Document section:
========
# Jr. Gent I???



## Johnturner (May 20, 2014)

OK I know I'm your favorite pain in the rear end...but...
@David Seaba was kind enough to send me a Jr. Gent fountain pen kit (along with many packing peanuts) and I promptly damaged the tubes beyond repair. I feel pretty stupid.
I have looked at several sites and I cannot find Jr. Gent I tubes, and Jr. Gent II tubes do not fit.
Does anyone know where I could get a set of Jr. Gent I tubes?
John
PS Don't tell David!


----------



## Karl_99 (May 20, 2014)

Smitty's Pen Works has them ... http://www.smittyspenworks.com/


----------



## NYWoodturner (May 20, 2014)

John - I probably have some. I'll be in the shop tomorrow. PM me if you don't hear from me by noon. I should be able to get them in the mail tomorrow.


----------



## Karl_99 (May 20, 2014)

Oh...and I won't tell David ...


----------



## Wildthings (May 20, 2014)

Right here ---> CLICK


----------



## David Seaba (May 20, 2014)
========
Tasks and exercises:
1. In the forum thread about Jr. Gent I tubes, which shop does Karl_99 say has them?
2. Write out the Jr. Gent I thread from "OK I know I'm" to "feel pretty stupid.".
The items after the thread aren't needed for anything here.

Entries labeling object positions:
========
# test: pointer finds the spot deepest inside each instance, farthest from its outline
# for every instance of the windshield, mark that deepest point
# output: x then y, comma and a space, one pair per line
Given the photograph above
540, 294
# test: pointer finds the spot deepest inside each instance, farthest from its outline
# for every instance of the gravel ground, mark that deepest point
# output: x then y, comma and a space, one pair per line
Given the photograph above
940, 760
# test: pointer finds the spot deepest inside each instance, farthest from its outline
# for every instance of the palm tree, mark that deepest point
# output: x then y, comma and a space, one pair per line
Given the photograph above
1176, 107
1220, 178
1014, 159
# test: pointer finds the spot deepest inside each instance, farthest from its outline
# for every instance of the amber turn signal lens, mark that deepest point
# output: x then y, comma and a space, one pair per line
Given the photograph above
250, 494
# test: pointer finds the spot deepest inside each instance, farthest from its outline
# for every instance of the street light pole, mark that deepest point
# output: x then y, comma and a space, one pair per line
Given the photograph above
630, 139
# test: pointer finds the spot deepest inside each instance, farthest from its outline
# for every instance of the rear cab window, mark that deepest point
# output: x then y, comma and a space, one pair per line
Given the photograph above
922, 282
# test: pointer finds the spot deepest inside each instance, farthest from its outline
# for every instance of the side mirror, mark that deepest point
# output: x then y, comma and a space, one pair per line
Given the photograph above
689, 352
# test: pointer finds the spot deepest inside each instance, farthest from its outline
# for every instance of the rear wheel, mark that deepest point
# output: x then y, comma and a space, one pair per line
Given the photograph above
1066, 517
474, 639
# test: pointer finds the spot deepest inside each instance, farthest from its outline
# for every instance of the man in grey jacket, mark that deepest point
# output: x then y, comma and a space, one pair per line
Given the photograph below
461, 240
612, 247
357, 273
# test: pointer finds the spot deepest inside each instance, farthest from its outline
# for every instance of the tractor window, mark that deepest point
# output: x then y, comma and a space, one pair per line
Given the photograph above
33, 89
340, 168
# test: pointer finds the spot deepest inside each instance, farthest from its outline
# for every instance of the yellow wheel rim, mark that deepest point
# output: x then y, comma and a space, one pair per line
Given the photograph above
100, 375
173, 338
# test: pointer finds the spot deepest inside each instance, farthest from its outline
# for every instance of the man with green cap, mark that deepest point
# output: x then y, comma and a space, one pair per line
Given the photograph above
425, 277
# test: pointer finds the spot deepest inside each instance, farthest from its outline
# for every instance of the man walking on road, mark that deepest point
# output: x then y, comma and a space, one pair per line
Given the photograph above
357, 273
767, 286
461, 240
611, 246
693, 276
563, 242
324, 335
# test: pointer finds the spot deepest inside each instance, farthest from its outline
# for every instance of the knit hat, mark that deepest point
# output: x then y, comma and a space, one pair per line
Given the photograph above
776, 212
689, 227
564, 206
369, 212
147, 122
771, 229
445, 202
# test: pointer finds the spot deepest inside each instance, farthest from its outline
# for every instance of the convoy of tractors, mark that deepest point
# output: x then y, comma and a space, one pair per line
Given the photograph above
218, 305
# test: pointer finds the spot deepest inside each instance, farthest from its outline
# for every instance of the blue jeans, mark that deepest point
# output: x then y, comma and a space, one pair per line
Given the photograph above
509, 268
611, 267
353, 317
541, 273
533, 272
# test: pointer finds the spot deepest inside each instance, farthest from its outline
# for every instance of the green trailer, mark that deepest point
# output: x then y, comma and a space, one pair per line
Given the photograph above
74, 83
========
The answers:
1. Smitty's Pen Works

2.
OK I know I'm your favorite pain in the rear end...but...
@David Seaba was kind enough to send me a Jr. Gent fountain pen kit (along with many packing peanuts) and I promptly damaged the tubes beyond repair. I feel pretty stupid.